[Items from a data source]
▬▬▬▬▬▬

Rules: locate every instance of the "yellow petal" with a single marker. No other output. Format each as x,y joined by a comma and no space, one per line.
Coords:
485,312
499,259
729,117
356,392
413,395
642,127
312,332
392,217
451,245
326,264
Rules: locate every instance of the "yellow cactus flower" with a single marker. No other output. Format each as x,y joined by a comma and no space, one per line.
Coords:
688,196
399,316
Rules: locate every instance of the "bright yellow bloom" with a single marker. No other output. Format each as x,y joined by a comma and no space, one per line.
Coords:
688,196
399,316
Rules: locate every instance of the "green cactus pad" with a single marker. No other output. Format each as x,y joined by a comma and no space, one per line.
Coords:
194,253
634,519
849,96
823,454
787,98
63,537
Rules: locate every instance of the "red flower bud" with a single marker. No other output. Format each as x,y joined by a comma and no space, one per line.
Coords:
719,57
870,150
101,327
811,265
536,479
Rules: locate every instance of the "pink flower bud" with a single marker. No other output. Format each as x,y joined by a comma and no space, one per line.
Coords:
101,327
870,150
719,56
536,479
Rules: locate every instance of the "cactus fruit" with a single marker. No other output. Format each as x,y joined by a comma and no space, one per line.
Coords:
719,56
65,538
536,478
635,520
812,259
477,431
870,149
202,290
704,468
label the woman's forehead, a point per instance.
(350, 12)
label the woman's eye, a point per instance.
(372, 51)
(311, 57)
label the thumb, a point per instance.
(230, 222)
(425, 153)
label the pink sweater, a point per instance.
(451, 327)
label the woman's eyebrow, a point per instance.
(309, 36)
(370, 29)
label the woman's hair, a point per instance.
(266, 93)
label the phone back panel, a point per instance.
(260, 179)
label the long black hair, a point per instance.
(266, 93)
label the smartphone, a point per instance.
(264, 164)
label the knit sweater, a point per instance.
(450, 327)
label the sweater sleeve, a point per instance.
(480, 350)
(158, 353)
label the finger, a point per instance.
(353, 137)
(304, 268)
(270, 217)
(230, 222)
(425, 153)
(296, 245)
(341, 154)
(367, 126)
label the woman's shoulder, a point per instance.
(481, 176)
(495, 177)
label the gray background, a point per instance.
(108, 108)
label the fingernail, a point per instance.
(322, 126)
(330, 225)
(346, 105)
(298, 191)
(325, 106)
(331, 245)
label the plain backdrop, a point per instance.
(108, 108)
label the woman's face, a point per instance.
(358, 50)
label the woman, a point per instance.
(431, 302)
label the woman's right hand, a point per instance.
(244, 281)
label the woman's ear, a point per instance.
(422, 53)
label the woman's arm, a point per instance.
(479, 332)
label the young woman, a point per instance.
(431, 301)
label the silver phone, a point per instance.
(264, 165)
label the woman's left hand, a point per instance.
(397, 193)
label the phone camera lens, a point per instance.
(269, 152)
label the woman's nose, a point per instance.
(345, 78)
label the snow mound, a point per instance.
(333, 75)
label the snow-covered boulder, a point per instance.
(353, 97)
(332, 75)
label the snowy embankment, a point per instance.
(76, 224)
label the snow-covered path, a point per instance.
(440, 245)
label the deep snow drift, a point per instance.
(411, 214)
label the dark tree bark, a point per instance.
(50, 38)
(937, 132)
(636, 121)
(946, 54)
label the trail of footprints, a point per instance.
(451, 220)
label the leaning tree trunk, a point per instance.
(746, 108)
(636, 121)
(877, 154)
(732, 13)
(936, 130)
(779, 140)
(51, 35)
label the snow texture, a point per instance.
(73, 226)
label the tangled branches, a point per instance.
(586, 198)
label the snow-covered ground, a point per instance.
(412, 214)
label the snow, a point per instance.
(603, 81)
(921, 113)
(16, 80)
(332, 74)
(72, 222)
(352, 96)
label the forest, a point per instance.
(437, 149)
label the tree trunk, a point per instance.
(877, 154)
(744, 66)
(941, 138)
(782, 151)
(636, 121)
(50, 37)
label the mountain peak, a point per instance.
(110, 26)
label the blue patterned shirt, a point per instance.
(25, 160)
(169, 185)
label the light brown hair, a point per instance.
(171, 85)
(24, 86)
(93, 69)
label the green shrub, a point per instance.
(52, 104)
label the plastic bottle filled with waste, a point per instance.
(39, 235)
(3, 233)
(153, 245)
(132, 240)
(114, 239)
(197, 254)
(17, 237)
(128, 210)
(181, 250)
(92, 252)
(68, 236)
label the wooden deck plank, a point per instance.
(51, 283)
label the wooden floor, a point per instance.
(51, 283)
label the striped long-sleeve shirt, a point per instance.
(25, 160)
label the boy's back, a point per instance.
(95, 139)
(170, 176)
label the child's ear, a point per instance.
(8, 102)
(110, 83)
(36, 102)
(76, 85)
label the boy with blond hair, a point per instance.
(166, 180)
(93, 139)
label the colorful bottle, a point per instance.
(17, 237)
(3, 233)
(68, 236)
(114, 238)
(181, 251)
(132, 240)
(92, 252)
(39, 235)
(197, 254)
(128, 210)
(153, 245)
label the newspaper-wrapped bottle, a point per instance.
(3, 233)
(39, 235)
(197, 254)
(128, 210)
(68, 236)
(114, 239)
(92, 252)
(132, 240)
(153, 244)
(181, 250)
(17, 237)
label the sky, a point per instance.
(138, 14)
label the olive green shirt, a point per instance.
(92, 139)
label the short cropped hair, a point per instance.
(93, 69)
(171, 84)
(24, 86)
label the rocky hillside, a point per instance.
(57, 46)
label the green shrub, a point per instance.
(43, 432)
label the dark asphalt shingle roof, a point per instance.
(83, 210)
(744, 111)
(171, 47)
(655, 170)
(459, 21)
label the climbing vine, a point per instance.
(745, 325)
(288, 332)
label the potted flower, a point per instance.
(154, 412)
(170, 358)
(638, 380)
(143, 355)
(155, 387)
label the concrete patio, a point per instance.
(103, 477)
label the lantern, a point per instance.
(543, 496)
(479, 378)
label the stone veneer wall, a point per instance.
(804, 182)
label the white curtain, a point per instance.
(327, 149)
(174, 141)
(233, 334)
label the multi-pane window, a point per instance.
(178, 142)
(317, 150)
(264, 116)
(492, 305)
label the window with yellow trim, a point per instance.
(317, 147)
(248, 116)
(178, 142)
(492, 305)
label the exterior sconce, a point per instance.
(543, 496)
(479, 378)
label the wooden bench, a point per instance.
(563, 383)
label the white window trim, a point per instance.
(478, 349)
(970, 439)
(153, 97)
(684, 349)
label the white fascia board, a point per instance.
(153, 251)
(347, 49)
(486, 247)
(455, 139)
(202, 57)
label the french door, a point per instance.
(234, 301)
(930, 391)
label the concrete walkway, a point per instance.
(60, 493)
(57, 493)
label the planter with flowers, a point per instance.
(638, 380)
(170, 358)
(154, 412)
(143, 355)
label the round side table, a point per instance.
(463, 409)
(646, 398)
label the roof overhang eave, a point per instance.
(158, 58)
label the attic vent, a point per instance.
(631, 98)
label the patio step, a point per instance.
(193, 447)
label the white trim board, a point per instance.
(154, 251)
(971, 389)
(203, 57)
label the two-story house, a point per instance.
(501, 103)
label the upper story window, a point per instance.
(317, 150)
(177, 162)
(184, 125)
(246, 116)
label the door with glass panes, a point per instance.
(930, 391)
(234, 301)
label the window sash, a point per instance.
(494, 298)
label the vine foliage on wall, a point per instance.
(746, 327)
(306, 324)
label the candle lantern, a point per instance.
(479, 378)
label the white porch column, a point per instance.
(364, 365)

▬▬▬▬▬▬

This task calls for every entry above to be transcribed exactly.

### SOLUTION BELOW
Rules: locate every instance of the "yellow petal" with a single marker. No other output. Format each as x,y joined by a comma and no space, one per line.
Coords:
485,312
499,259
729,117
356,392
413,395
642,127
312,332
392,217
451,245
326,264
Rules: locate every instance of the "yellow cactus flower" with a single marker. No other output. Format each as x,y joined by a comma and no space, one per line.
Coords:
688,196
399,316
Rules: locate every instance of the "bright yellow bloom" with a single marker. No other output. Format each as x,y joined by a comma and no space, one per line.
Coords:
688,196
399,316
Rules: locate every instance of the "green cactus pad" with a single marker. No other output. Format each as x,y joined by a comma and no space, one per line.
Coords:
194,253
634,519
849,96
823,454
787,98
63,537
Rules: locate every instance of the "red flower bud" with a single marker. No other output. Format each as x,y joined by a comma and no space, one per line.
Coords:
719,57
870,150
101,327
811,265
536,479
Rules: locate every instance of the "pink flower bud" with a single marker. No other output. Format each as x,y joined by a comma and no space, one per line.
Coords:
101,327
870,150
719,56
536,479
Rules: locate every instance of the "cactus fruit" with a single marker. No other output. Format each as x,y joined by a comma and no space, one per line.
Coords:
719,56
65,538
536,478
635,520
812,259
477,431
870,149
202,290
704,468
label the woman's forehead, a point per instance.
(350, 12)
label the woman's eye, a point per instance.
(372, 51)
(311, 57)
label the thumb, a point per instance.
(230, 222)
(425, 153)
label the pink sweater, a point per instance.
(451, 327)
label the woman's eyebrow, a point per instance.
(309, 36)
(370, 29)
label the woman's hair, a point per instance.
(266, 93)
label the phone back panel, a point per instance.
(260, 179)
label the long black hair, a point per instance.
(266, 93)
label the smartphone, a point per instance.
(264, 164)
label the knit sweater, a point per instance.
(450, 327)
label the sweater sleeve, a point per instance.
(480, 350)
(158, 353)
label the finger, a point per instance.
(353, 137)
(304, 268)
(270, 217)
(230, 222)
(425, 153)
(296, 245)
(341, 154)
(367, 126)
label the woman's shoulder, a point per instance.
(481, 176)
(495, 177)
label the gray background, a point per instance.
(108, 108)
label the fingernail, a point per instance.
(322, 126)
(330, 225)
(346, 105)
(298, 191)
(325, 106)
(331, 245)
label the plain backdrop, a point per instance.
(108, 108)
label the woman's face, a point per instance.
(358, 50)
label the woman, a point per instance.
(431, 302)
label the woman's right hand, a point per instance.
(244, 281)
label the woman's ear, a point per instance.
(422, 53)
label the woman's arm, a point per instance.
(479, 332)
label the young woman, a point per instance.
(431, 301)
label the silver phone, a point per instance.
(264, 165)
label the woman's left hand, a point per instance.
(397, 193)
label the phone camera lens, a point per instance.
(269, 152)
label the woman's nose, a point per instance.
(345, 78)
label the snow mound, a point per instance.
(333, 75)
label the snow-covered boulder, a point per instance.
(353, 97)
(332, 75)
label the snowy embankment, a point per instance.
(76, 224)
label the snow-covered path, a point per instance.
(440, 245)
label the deep snow drift, a point per instance.
(411, 214)
label the dark tree bark, a point per instance.
(50, 38)
(937, 132)
(636, 121)
(946, 54)
label the trail of footprints, a point per instance.
(451, 220)
label the leaning tree trunk, a point per instance.
(746, 108)
(636, 121)
(877, 154)
(732, 13)
(936, 130)
(779, 140)
(51, 35)
label the snow texture, a point per instance.
(73, 226)
label the tangled branches, a point per instance.
(586, 198)
label the snow-covered ground, a point per instance.
(412, 214)
label the snow, a point per instance.
(603, 81)
(921, 113)
(16, 80)
(332, 74)
(72, 222)
(352, 96)
label the forest, a point per instance.
(437, 149)
label the tree trunk, a point per instance.
(877, 154)
(744, 66)
(941, 138)
(782, 151)
(636, 121)
(50, 37)
label the mountain peak, a point per instance.
(110, 26)
label the blue patterned shirt, a point per instance.
(25, 160)
(169, 185)
label the light brown hair, a point per instance.
(171, 85)
(24, 86)
(93, 69)
label the green shrub, a point per instance.
(52, 104)
label the plastic bottle filled with waste, a point per instance.
(39, 235)
(3, 233)
(153, 245)
(132, 240)
(114, 239)
(197, 254)
(17, 237)
(128, 210)
(181, 250)
(92, 252)
(68, 236)
label the wooden deck plank, a point per instance.
(51, 283)
label the wooden floor, a point per instance.
(51, 283)
label the striped long-sleeve shirt, a point per instance.
(25, 160)
label the boy's back, a point per instance.
(95, 139)
(170, 176)
label the child's ear, a point per instance.
(8, 102)
(110, 83)
(36, 102)
(76, 85)
label the boy with blond hair, a point per instance.
(166, 180)
(93, 139)
label the colorful bottle, a point per instance.
(17, 237)
(3, 233)
(68, 236)
(114, 238)
(181, 251)
(132, 240)
(92, 252)
(39, 235)
(197, 254)
(128, 210)
(153, 245)
label the newspaper-wrapped bottle, a point per instance.
(3, 233)
(39, 235)
(197, 254)
(128, 210)
(68, 236)
(114, 239)
(92, 252)
(132, 240)
(153, 244)
(181, 250)
(17, 237)
label the sky, a point per instance.
(138, 14)
label the olive green shirt, a point per instance.
(92, 139)
label the short cropped hair, a point per instance.
(93, 69)
(171, 84)
(24, 86)
label the rocky hillside, a point per instance.
(57, 46)
label the green shrub, a point per instance.
(43, 432)
label the dark asphalt shingle roof, a point per instance.
(83, 210)
(744, 111)
(171, 47)
(655, 170)
(459, 21)
label the climbing vine, a point per instance.
(745, 325)
(288, 332)
label the potted flower, a point per instance.
(154, 412)
(170, 358)
(638, 380)
(143, 355)
(155, 387)
label the concrete patio, a point per instance.
(103, 477)
label the lantern, a point per instance.
(543, 496)
(479, 378)
label the stone veneer wall, a point per instance.
(804, 182)
label the white curtain, a point per instance.
(327, 149)
(174, 141)
(233, 334)
label the multi-pane window, a point per instance.
(178, 142)
(317, 150)
(264, 116)
(492, 305)
label the window with yellow trim, a point per instance.
(317, 147)
(248, 116)
(178, 142)
(492, 305)
label the exterior sconce, a point per instance.
(543, 496)
(479, 378)
label the wooden bench, a point per instance.
(563, 383)
label the white window trim, a point per instance.
(478, 349)
(970, 439)
(153, 97)
(684, 349)
label the white fascia board, a point per instance.
(153, 251)
(347, 49)
(486, 247)
(455, 139)
(202, 57)
label the french door, a point per instance.
(234, 301)
(930, 391)
label the concrete walkway, a point per instance.
(60, 493)
(57, 493)
label the planter with flowers, a point per instance.
(638, 380)
(170, 358)
(154, 412)
(143, 355)
label the round side table, a point per instance.
(463, 409)
(646, 398)
label the roof overhang eave, a point per instance.
(158, 58)
label the attic vent, a point per instance.
(631, 98)
label the patio step, a point per instance.
(193, 447)
label the white trim board, a point per instance.
(154, 251)
(971, 389)
(203, 57)
label the two-story house, a point per instance.
(501, 103)
label the upper story window, a point per instance.
(317, 150)
(177, 162)
(184, 125)
(246, 116)
label the door with glass panes, a point per instance.
(930, 391)
(234, 301)
label the window sash, a point per instance.
(494, 298)
label the vine foliage on wall, a point per instance.
(746, 327)
(306, 324)
label the candle lantern, a point per instance.
(479, 378)
label the white porch column, a point per instance.
(364, 365)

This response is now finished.